[start of Data supplied]
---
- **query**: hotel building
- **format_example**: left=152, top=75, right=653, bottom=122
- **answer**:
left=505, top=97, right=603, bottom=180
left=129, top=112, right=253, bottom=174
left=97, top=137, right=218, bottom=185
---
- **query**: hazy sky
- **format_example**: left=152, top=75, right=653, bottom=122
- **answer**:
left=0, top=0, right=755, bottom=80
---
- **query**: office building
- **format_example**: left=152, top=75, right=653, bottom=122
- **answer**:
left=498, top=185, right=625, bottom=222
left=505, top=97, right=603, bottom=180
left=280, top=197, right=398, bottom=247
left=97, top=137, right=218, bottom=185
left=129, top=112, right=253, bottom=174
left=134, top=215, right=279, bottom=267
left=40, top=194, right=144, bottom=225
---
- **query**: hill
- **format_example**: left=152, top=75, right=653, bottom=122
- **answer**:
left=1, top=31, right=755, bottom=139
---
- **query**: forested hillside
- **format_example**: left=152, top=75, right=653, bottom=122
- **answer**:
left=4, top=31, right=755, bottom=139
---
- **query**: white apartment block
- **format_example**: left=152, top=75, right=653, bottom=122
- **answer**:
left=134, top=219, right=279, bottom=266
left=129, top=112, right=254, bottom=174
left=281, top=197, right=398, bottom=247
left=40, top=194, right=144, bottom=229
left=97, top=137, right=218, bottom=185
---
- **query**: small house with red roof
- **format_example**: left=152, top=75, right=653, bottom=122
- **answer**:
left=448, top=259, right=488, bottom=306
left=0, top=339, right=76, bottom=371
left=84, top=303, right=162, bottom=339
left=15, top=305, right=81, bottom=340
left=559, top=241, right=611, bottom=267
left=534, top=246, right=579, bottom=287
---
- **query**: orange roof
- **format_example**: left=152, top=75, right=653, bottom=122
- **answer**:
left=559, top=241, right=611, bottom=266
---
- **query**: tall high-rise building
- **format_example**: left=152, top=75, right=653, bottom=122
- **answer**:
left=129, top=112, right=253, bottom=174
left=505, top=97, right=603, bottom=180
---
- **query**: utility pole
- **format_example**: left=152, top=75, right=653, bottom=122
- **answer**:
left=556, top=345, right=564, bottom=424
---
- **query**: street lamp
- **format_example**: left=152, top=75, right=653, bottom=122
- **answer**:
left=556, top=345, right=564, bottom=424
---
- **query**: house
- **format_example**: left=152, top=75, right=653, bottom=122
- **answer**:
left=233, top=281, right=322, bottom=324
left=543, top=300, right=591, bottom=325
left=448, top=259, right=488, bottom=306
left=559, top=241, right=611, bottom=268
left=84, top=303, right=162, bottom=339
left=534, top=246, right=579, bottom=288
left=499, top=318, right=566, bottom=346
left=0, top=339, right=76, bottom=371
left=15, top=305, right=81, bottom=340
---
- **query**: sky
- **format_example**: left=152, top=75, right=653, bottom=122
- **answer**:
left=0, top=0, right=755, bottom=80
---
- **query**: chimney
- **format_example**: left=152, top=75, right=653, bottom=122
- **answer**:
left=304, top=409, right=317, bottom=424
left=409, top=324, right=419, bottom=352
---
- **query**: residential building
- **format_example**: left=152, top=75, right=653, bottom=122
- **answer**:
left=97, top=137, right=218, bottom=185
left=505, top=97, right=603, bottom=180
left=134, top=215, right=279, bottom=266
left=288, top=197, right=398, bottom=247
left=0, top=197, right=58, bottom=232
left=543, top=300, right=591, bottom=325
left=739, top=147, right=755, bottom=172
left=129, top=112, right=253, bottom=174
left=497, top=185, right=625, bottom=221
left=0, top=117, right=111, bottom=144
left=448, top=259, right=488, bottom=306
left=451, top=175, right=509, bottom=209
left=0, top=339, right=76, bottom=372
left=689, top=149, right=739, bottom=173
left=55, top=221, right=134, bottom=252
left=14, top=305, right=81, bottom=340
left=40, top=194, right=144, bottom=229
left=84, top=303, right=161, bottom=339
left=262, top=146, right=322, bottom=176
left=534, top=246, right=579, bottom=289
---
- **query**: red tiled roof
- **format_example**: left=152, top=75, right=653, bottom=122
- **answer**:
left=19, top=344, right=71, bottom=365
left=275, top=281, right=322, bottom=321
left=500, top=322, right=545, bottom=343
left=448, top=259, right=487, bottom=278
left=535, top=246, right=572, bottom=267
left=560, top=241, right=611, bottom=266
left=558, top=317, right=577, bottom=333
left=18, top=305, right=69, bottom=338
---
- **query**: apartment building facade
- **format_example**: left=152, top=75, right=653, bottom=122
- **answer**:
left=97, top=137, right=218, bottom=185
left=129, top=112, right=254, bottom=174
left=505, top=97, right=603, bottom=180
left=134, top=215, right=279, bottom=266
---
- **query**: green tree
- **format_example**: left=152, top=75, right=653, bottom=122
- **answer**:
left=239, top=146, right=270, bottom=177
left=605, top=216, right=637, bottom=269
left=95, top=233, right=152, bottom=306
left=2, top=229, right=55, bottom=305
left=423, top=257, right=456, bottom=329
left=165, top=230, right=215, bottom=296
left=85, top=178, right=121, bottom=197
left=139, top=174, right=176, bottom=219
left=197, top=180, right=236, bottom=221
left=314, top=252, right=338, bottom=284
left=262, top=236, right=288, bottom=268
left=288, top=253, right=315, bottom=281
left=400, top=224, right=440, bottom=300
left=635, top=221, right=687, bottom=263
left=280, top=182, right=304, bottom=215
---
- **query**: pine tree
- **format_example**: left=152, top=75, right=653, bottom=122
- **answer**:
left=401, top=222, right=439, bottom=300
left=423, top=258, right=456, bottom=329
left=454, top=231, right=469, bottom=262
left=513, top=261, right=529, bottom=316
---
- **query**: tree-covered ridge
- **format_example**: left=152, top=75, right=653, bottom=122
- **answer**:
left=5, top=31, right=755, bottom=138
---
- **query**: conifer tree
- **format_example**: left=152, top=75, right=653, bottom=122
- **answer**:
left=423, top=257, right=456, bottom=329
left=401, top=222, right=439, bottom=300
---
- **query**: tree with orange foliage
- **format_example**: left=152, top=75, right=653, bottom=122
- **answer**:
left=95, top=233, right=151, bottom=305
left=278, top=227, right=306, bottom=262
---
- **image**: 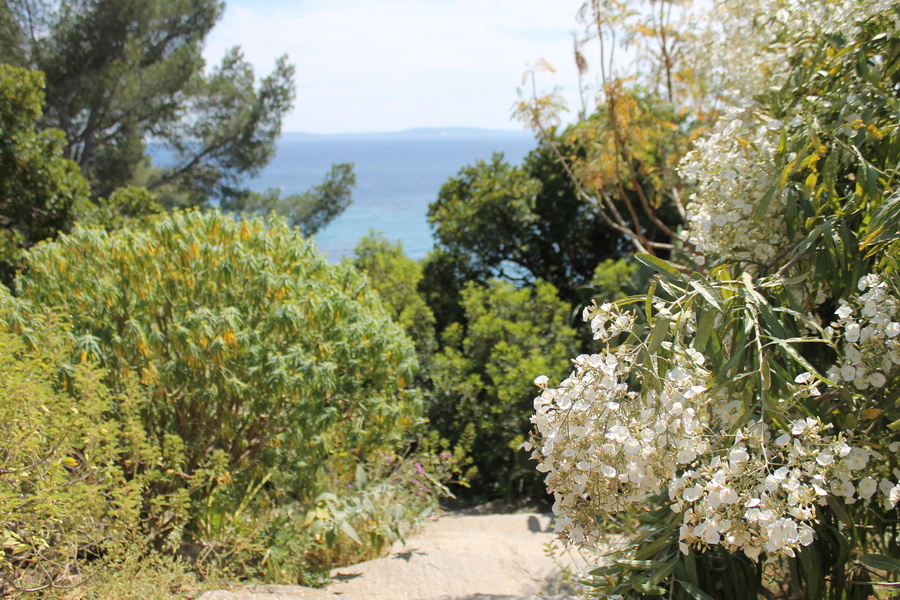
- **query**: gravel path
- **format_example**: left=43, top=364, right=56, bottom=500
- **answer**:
[end of Data supplied]
* Task:
Write out all the records above again, substituting "sample_format" for each "format_example" and leaving everything else as it is. Leave the pictures out.

* Task response:
---
- **query**: hotel building
- **sample_format**: left=152, top=75, right=653, bottom=122
- **answer**:
left=505, top=97, right=603, bottom=180
left=129, top=112, right=253, bottom=174
left=97, top=137, right=218, bottom=185
---
- **query**: hazy sky
- **sample_format**: left=152, top=75, right=653, bottom=122
- **answer**:
left=0, top=0, right=755, bottom=80
---
- **query**: office building
- **sample_format**: left=152, top=75, right=653, bottom=122
- **answer**:
left=498, top=185, right=625, bottom=222
left=505, top=97, right=603, bottom=180
left=280, top=197, right=398, bottom=247
left=97, top=137, right=218, bottom=185
left=129, top=112, right=253, bottom=174
left=134, top=215, right=279, bottom=267
left=40, top=194, right=144, bottom=225
---
- **query**: hill
- **sample_format**: left=152, top=75, right=653, bottom=122
- **answer**:
left=1, top=31, right=755, bottom=139
---
- **query**: forested hillside
- **sample_format**: left=152, top=75, right=653, bottom=122
- **answer**:
left=4, top=31, right=755, bottom=139
---
- **query**: white apartment block
- **sample_format**: left=152, top=75, right=653, bottom=122
- **answer**:
left=134, top=219, right=279, bottom=266
left=129, top=112, right=254, bottom=174
left=281, top=197, right=398, bottom=247
left=40, top=194, right=144, bottom=229
left=97, top=137, right=218, bottom=185
---
- **query**: small house with red roof
- **sample_format**: left=152, top=75, right=653, bottom=122
- **answer**:
left=448, top=259, right=488, bottom=306
left=0, top=339, right=76, bottom=371
left=84, top=303, right=162, bottom=339
left=15, top=305, right=81, bottom=340
left=559, top=241, right=611, bottom=267
left=534, top=246, right=579, bottom=287
---
- **query**: orange roof
- **sample_format**: left=152, top=75, right=653, bottom=122
- **answer**:
left=559, top=241, right=611, bottom=266
---
- **query**: tall high-rise building
- **sample_format**: left=152, top=75, right=653, bottom=122
- **answer**:
left=129, top=112, right=253, bottom=174
left=505, top=97, right=603, bottom=180
---
- **query**: utility pole
- **sample_format**: left=152, top=75, right=653, bottom=122
- **answer**:
left=556, top=345, right=564, bottom=424
---
- **query**: street lamp
- **sample_format**: left=152, top=75, right=653, bottom=122
- **answer**:
left=556, top=345, right=564, bottom=424
---
- **query**: house
- **sample_format**: left=152, top=75, right=653, bottom=122
- **answer**:
left=233, top=281, right=322, bottom=324
left=543, top=300, right=591, bottom=325
left=448, top=259, right=488, bottom=306
left=559, top=241, right=611, bottom=268
left=84, top=303, right=162, bottom=339
left=534, top=246, right=579, bottom=288
left=499, top=318, right=566, bottom=346
left=0, top=339, right=76, bottom=371
left=15, top=305, right=81, bottom=340
---
- **query**: sky
- **sample_format**: left=152, top=75, right=653, bottom=122
- **answer**:
left=0, top=0, right=755, bottom=80
---
- **query**: chimney
- **sample_format**: left=152, top=75, right=653, bottom=122
- **answer**:
left=304, top=409, right=317, bottom=424
left=409, top=324, right=419, bottom=352
---
- **query**: residential building
- **sample_format**: left=152, top=75, right=653, bottom=122
- **answer**:
left=97, top=137, right=218, bottom=185
left=505, top=97, right=603, bottom=180
left=134, top=215, right=279, bottom=266
left=288, top=197, right=398, bottom=247
left=0, top=197, right=58, bottom=232
left=543, top=300, right=591, bottom=325
left=739, top=147, right=755, bottom=172
left=129, top=112, right=253, bottom=174
left=497, top=185, right=625, bottom=221
left=0, top=117, right=111, bottom=144
left=448, top=259, right=488, bottom=306
left=451, top=175, right=509, bottom=209
left=0, top=339, right=76, bottom=372
left=689, top=149, right=739, bottom=173
left=55, top=221, right=134, bottom=252
left=14, top=305, right=81, bottom=340
left=40, top=194, right=144, bottom=229
left=84, top=303, right=161, bottom=339
left=262, top=146, right=322, bottom=176
left=534, top=246, right=579, bottom=289
---
- **query**: red tiled roof
- **sample_format**: left=152, top=75, right=653, bottom=122
- **answer**:
left=19, top=344, right=71, bottom=365
left=275, top=281, right=322, bottom=321
left=500, top=322, right=545, bottom=343
left=448, top=259, right=487, bottom=278
left=535, top=246, right=572, bottom=267
left=560, top=241, right=611, bottom=266
left=558, top=317, right=577, bottom=333
left=18, top=305, right=69, bottom=338
---
- **query**: apartment building facade
- **sample_format**: left=152, top=75, right=653, bottom=122
- **answer**:
left=97, top=137, right=218, bottom=185
left=129, top=112, right=254, bottom=174
left=505, top=97, right=603, bottom=180
left=134, top=215, right=279, bottom=266
---
- **query**: green tree
- **sample_format**: left=152, top=75, right=653, bottom=122
- **answer**:
left=239, top=146, right=270, bottom=177
left=605, top=216, right=637, bottom=269
left=95, top=233, right=152, bottom=306
left=2, top=229, right=55, bottom=305
left=423, top=257, right=456, bottom=329
left=165, top=230, right=215, bottom=296
left=85, top=178, right=121, bottom=197
left=139, top=174, right=176, bottom=219
left=197, top=180, right=236, bottom=221
left=314, top=252, right=338, bottom=284
left=262, top=236, right=288, bottom=268
left=288, top=253, right=315, bottom=281
left=400, top=224, right=440, bottom=300
left=635, top=221, right=687, bottom=263
left=280, top=182, right=304, bottom=215
---
- **query**: pine tree
- **sample_format**: left=152, top=75, right=653, bottom=122
- **answer**:
left=401, top=222, right=439, bottom=300
left=423, top=258, right=456, bottom=329
left=454, top=231, right=469, bottom=262
left=513, top=261, right=529, bottom=316
---
- **query**: tree-covered ridge
- **sample_format**: left=152, top=75, right=653, bottom=122
- **answer**:
left=5, top=31, right=755, bottom=138
---
- **query**: conifer tree
- **sample_format**: left=152, top=75, right=653, bottom=122
- **answer**:
left=423, top=257, right=456, bottom=329
left=401, top=222, right=439, bottom=300
---
- **query**: tree with orange foliage
- **sample_format**: left=152, top=75, right=653, bottom=122
- **answer**:
left=95, top=233, right=151, bottom=305
left=278, top=227, right=306, bottom=262
---
- **image**: 
- **query**: gravel path
- **sample_format**: left=43, top=364, right=56, bottom=500
- **answer**:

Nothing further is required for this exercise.